» **What this exercise asks**:
**A)** Repeat the comments from "Let's not get" to "You Very Much!".
**B)** Answer these questions on the comments:
(i) What room number is mentioned in the first line?
(ii) What is the hospice called, for those with a close relative facing impending death?
(iii) What two things are said to have attracted those with no moral conscience?

Hush-hush,.........super,... 'black on black',... secret.........room '101'... ACTION '1984'......
ACLU-ABA-AMA-NEA investments......$$$$$$
:-(
/extreme sarcasm
Remarkable. The actual and God awful truth of the whole situation from the DEVIL'S ADVOCATE!
(If I may be so presumptuous as to call a scheming, death cult lawyer the Devil's advocate).
i wouldn't believe in a million years that being starved and dehydrated to death was terri's "wishes". BRAVO SIERRA.
Let's not get off track here with negative remarks about the hospice movement. For those of us who have had a close relative in a situation for no improvement and impending death, the hospice is a godsend. And the people who work there are angles of mercy. Thank You Very Much!
None of them did.
Just like Nightclubs and Bars. They didn't start off being centers of prostitution and drug abusers.
There was in incremental creep,where GREED and LUST attracted those with no moral conscious, who came in and took advantage to maximize profits.

» **Records shown**:
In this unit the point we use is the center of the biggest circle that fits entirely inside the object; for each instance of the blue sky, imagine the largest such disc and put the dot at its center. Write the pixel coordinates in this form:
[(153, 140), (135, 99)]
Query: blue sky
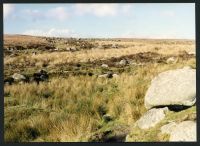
[(101, 20)]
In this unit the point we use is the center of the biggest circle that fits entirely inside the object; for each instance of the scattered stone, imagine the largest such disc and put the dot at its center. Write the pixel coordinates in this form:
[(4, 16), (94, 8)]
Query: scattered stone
[(109, 74), (103, 76), (115, 75), (104, 65), (151, 118), (9, 81), (192, 53), (123, 62), (107, 118), (114, 133), (187, 67), (185, 131), (173, 87), (18, 77), (167, 129), (40, 76), (172, 60), (90, 74)]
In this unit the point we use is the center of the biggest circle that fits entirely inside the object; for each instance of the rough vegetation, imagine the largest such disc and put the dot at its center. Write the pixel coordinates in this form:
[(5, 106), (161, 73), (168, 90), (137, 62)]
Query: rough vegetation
[(86, 89)]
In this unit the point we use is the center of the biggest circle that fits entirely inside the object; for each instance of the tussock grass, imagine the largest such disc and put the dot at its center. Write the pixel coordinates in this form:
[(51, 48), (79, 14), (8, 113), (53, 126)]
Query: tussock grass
[(70, 109)]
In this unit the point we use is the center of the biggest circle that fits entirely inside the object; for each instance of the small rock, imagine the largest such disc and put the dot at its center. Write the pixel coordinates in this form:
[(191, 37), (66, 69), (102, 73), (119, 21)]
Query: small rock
[(168, 128), (192, 53), (151, 118), (171, 60), (18, 77), (103, 76), (104, 65), (115, 75), (9, 80), (107, 118), (185, 131), (187, 67), (123, 62)]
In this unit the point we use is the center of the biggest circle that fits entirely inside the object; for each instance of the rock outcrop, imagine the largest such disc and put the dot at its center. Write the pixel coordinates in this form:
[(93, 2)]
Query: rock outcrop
[(173, 87)]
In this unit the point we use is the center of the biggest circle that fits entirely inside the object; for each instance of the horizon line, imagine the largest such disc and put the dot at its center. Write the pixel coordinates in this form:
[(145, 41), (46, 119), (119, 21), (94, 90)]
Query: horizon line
[(141, 38)]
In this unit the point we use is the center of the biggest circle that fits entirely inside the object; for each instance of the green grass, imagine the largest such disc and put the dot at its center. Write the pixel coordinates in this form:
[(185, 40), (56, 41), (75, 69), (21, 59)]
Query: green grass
[(71, 108), (154, 134)]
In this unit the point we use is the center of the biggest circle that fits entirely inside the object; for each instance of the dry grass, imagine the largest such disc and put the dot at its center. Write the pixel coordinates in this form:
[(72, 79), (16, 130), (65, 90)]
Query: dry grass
[(71, 108)]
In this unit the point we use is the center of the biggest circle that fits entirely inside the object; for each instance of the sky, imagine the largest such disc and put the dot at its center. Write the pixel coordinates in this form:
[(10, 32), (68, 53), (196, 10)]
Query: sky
[(126, 20)]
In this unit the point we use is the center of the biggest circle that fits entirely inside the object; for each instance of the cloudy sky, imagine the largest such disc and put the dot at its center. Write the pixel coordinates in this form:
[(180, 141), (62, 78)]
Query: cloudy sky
[(101, 20)]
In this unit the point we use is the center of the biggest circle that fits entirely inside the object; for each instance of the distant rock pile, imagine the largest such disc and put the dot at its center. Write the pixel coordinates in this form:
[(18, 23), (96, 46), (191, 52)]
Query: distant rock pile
[(37, 77)]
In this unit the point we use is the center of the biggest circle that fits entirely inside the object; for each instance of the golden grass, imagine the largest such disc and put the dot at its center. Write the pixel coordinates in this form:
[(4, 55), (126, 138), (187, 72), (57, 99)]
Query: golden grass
[(55, 58), (71, 109)]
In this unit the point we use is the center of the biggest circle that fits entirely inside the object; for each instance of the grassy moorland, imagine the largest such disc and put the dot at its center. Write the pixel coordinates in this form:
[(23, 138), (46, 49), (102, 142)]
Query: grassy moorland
[(71, 105)]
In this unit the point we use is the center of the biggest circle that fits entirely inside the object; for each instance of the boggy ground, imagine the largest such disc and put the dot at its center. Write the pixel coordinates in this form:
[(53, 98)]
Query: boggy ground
[(72, 105)]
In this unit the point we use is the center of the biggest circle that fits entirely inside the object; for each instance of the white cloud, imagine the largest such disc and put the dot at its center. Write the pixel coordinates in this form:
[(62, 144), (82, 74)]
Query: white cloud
[(58, 13), (168, 13), (101, 10), (53, 32), (8, 9), (165, 35)]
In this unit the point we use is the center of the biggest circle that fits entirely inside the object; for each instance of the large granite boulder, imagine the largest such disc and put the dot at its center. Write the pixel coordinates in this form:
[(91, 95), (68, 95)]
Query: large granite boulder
[(173, 87)]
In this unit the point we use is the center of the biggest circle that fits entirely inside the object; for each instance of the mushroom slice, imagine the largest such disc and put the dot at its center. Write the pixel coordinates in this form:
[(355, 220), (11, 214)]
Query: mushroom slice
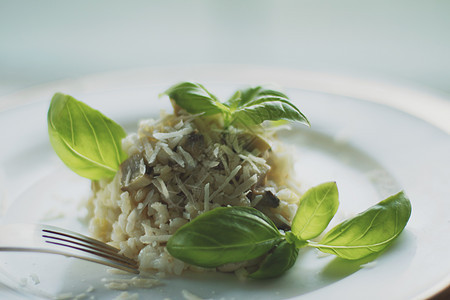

» **Results for the exercise**:
**A)**
Let's not get off track here with negative remarks about the hospice movement. For those of us who have had a close relative in a situation for no improvement and impending death, the hospice is a godsend. And the people who work there are angles of mercy. Thank You Very Much!

**B)**
(i) 101
(ii) A godsend
(iii) Greed and lust